## What you have to do
Format the data below as a JSON array of strings, one string per line, leaving out any blank lines.
═══ Data supplied ═══
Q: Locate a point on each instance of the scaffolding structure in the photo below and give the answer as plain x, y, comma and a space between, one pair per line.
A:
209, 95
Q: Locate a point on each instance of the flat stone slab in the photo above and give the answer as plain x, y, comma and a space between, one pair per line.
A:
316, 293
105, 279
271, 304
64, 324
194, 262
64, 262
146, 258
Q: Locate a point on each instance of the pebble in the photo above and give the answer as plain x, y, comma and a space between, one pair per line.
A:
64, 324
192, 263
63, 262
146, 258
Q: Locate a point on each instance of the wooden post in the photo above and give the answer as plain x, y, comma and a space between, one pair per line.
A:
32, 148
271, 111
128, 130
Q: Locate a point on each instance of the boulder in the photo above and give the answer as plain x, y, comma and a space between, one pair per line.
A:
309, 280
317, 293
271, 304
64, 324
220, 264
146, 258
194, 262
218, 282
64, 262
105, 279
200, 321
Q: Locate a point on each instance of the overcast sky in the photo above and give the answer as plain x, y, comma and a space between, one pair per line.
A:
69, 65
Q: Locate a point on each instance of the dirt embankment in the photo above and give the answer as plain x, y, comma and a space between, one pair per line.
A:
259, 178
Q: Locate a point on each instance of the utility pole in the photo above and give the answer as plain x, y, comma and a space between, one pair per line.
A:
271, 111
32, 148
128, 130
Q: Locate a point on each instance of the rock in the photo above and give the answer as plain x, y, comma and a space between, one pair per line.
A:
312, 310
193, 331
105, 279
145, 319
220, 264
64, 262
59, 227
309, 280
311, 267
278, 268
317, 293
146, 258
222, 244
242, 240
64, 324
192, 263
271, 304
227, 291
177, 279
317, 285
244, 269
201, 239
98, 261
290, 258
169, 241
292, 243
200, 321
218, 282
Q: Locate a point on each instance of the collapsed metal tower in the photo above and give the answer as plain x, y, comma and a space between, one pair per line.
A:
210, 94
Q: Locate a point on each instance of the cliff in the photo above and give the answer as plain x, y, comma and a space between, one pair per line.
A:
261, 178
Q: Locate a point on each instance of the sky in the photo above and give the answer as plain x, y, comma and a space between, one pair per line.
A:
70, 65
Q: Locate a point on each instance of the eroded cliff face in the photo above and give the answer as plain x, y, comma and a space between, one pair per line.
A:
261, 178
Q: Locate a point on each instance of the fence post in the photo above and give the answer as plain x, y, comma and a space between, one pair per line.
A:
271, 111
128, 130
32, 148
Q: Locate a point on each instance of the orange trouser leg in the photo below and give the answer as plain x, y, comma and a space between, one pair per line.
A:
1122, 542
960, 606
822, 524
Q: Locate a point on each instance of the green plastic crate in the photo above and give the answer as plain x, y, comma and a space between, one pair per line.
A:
═══
## The response
[
  "Q: Locate a point on each instance of the scaffolding structure in the photo below and give the answer as plain x, y, comma and a space between, one pair per line.",
  "A:",
  "209, 95",
  "Q: Locate a point on each instance of the flat stone slab in the photo above and give the answer as plain x, y, comma and a space between, one pair per line.",
  "A:",
  "316, 293",
  "105, 279",
  "271, 304",
  "64, 324",
  "194, 262",
  "64, 262",
  "146, 258",
  "Q: Locate a point on each instance of the pebble in the photo above and give the answer as plain x, y, comma and a space between, one pair per line.",
  "A:",
  "64, 324",
  "192, 263",
  "63, 262",
  "146, 258",
  "Q: Locate a point on each instance of the wooden post in the photo above and give the answer as plain x, y, comma and a space between, one pair per line.",
  "A:",
  "32, 148",
  "271, 111",
  "128, 130",
  "Q: Locate a point on each instance of the boulder in the photo above and give the answer as plain x, y, comma and a space between, one pair per line.",
  "A:",
  "309, 280",
  "317, 293",
  "271, 304",
  "64, 324",
  "220, 264",
  "146, 258",
  "194, 262",
  "218, 282",
  "64, 262",
  "105, 279",
  "200, 321",
  "Q: Locate a point on each instance of the overcast sky in the photo above and give the answer as plain x, y, comma and a space between, one pair per line.",
  "A:",
  "69, 65",
  "Q: Locate a point on each instance of the dirt embankment in the photo above and give the answer as plain x, y, comma and a space between, one pair per line.",
  "A:",
  "259, 178",
  "Q: Locate a point on each instance of the utility pole in the photo above and give the answer as plain x, y, comma and a space between, one pair per line.",
  "A:",
  "271, 111",
  "32, 148",
  "128, 130",
  "Q: Locate a point on each instance of the rock in the photo above and give the answer as plain x, y, comma and a space between, one pair per line.",
  "A:",
  "312, 310",
  "193, 331",
  "105, 279",
  "145, 319",
  "220, 264",
  "64, 262",
  "59, 227",
  "309, 280",
  "311, 267",
  "278, 268",
  "317, 293",
  "146, 258",
  "222, 244",
  "242, 240",
  "64, 324",
  "192, 263",
  "271, 304",
  "227, 291",
  "177, 279",
  "317, 285",
  "244, 269",
  "201, 239",
  "98, 261",
  "290, 258",
  "169, 241",
  "292, 243",
  "200, 321",
  "218, 282",
  "Q: Locate a point on each instance of the collapsed metal tower in the photo above and give the answer as plain x, y, comma and a space between, one pair per line.",
  "A:",
  "210, 94",
  "Q: Locate a point on each instance of the cliff in the photo above and give the answer as plain x, y, comma and a space between, one pair per line.",
  "A:",
  "261, 178",
  "Q: Locate a point on each instance of the sky in the photo above and give the answer as plain x, y, comma and a space between, one pair per line.",
  "A:",
  "70, 65",
  "Q: Locate a point on each instance of the eroded cliff face in the photo above and give the answer as plain x, y, comma and a space between, one pair per line.",
  "A:",
  "261, 178",
  "Q: Locate a point on each instance of the fence post in the photo above and give the answer as plain x, y, comma and a space between, one pair per line.",
  "A:",
  "271, 111",
  "128, 130",
  "32, 148",
  "Q: Locate a point on each instance of the orange trouser leg in the photo below and give the answer as plain x, y, comma and a space between, one pair per line.",
  "A:",
  "1122, 542",
  "960, 606",
  "822, 524",
  "Q: Locate a point on each instance of the green plastic crate in the photo above and give the answer as plain x, y, comma and a space between, one pair per line.",
  "A:"
]